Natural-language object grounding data

========

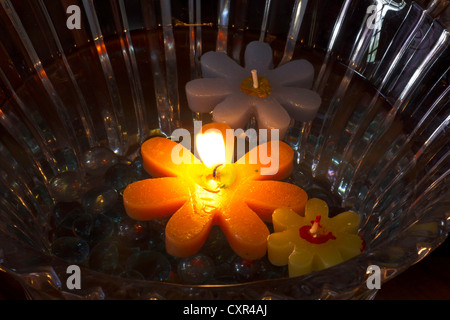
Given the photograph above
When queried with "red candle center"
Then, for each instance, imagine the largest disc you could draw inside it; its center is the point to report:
(315, 233)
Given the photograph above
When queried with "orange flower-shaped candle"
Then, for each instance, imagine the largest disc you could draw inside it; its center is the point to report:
(315, 241)
(238, 197)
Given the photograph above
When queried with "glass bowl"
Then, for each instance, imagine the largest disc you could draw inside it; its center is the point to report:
(83, 86)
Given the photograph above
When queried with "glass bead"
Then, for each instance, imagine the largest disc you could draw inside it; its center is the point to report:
(133, 233)
(97, 160)
(151, 264)
(71, 249)
(66, 186)
(197, 269)
(247, 270)
(62, 210)
(99, 199)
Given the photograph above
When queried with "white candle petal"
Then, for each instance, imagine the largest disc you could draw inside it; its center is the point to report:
(296, 73)
(258, 55)
(271, 115)
(204, 94)
(219, 65)
(302, 104)
(235, 110)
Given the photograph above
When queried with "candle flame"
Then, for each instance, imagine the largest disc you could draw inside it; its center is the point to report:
(211, 148)
(255, 79)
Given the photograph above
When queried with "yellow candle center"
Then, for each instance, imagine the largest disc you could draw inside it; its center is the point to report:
(256, 86)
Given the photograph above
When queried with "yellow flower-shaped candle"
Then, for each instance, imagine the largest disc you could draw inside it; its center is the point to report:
(315, 241)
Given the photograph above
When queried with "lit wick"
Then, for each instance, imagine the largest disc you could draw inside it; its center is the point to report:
(255, 79)
(216, 171)
(315, 227)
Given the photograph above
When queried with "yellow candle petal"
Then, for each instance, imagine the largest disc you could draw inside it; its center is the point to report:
(307, 248)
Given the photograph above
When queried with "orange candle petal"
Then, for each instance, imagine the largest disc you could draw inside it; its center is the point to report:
(264, 197)
(187, 230)
(157, 157)
(155, 198)
(246, 232)
(255, 160)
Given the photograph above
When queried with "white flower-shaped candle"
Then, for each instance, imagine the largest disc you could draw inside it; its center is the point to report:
(234, 93)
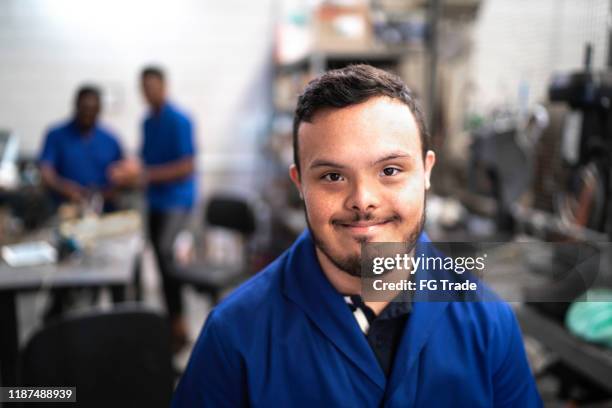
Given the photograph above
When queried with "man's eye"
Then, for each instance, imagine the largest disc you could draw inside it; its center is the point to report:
(390, 171)
(333, 177)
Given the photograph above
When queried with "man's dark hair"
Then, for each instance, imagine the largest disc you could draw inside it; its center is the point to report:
(87, 90)
(353, 85)
(153, 70)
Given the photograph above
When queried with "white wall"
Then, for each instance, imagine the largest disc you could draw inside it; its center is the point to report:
(527, 40)
(215, 53)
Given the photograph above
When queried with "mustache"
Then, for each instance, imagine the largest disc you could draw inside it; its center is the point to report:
(365, 217)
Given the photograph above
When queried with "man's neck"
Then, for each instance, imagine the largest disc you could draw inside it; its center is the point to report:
(344, 283)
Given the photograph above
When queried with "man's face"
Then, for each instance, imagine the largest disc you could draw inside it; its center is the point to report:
(154, 90)
(362, 177)
(87, 111)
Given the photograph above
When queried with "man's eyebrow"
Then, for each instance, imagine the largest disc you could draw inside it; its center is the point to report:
(392, 156)
(325, 163)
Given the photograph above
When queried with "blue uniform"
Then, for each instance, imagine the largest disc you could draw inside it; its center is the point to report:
(168, 136)
(83, 159)
(286, 338)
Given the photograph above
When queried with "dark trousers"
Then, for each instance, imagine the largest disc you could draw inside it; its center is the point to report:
(163, 227)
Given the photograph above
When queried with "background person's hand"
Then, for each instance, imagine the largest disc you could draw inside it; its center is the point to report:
(126, 172)
(73, 191)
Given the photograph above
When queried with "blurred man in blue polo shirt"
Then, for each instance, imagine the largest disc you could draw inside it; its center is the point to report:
(167, 171)
(78, 153)
(74, 164)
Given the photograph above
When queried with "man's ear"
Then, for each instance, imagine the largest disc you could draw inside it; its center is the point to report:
(429, 162)
(294, 174)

========

#### Task requirements:
For each line of the entries that contains the word "blue", make a copy.

#### Answer box:
When queried with "blue uniform"
When queried with "blurred man in blue polo shirt"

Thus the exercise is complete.